## Source material
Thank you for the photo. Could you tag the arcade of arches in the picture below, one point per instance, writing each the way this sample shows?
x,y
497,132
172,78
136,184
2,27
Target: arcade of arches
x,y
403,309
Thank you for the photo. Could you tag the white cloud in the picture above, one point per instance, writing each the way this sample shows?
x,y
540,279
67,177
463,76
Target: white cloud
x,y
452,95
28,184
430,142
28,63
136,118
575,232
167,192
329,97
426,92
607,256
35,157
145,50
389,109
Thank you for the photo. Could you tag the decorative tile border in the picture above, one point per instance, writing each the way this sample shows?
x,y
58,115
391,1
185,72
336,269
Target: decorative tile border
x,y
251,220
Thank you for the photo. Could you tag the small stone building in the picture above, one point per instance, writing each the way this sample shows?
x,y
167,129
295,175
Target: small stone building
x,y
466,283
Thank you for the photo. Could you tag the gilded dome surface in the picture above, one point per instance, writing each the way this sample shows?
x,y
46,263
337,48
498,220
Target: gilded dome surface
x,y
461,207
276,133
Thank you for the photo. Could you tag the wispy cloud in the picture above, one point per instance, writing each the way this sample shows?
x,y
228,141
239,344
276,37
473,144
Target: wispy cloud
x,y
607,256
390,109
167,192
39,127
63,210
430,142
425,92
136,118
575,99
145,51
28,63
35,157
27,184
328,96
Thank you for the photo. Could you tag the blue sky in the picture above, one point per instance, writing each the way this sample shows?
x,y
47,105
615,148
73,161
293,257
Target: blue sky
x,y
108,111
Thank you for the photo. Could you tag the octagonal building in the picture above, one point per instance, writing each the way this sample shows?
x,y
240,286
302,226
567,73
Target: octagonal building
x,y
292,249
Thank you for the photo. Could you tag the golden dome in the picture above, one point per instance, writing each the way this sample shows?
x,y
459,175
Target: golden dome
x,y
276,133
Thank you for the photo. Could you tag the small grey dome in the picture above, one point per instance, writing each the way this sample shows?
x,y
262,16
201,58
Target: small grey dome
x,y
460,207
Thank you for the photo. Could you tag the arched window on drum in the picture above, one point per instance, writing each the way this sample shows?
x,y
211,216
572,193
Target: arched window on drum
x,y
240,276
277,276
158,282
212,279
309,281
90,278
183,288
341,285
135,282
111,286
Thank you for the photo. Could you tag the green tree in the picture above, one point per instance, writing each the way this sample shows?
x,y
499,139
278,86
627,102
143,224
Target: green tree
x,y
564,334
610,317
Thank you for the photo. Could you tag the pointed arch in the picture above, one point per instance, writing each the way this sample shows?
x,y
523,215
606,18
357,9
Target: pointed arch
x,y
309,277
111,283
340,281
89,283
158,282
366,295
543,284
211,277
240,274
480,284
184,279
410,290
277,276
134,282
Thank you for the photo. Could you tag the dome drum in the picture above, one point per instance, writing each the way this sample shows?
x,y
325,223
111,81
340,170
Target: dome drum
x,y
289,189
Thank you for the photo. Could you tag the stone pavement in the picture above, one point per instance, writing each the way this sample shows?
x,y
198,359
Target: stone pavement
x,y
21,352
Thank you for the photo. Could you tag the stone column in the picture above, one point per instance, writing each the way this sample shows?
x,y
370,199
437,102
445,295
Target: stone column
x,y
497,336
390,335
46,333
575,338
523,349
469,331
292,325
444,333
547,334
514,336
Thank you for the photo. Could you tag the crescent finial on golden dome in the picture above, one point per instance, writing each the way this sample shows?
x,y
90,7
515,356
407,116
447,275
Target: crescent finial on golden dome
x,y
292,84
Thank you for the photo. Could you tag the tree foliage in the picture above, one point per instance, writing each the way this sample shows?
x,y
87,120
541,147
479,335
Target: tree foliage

## Exercise description
Scan the listing above. Collect all lines with the word "foliage".

## Task answer
Thank you for the photo. Could you tag the tree foliage in the picture above, one point per instance, writing each the way this sample shows?
Target: tree foliage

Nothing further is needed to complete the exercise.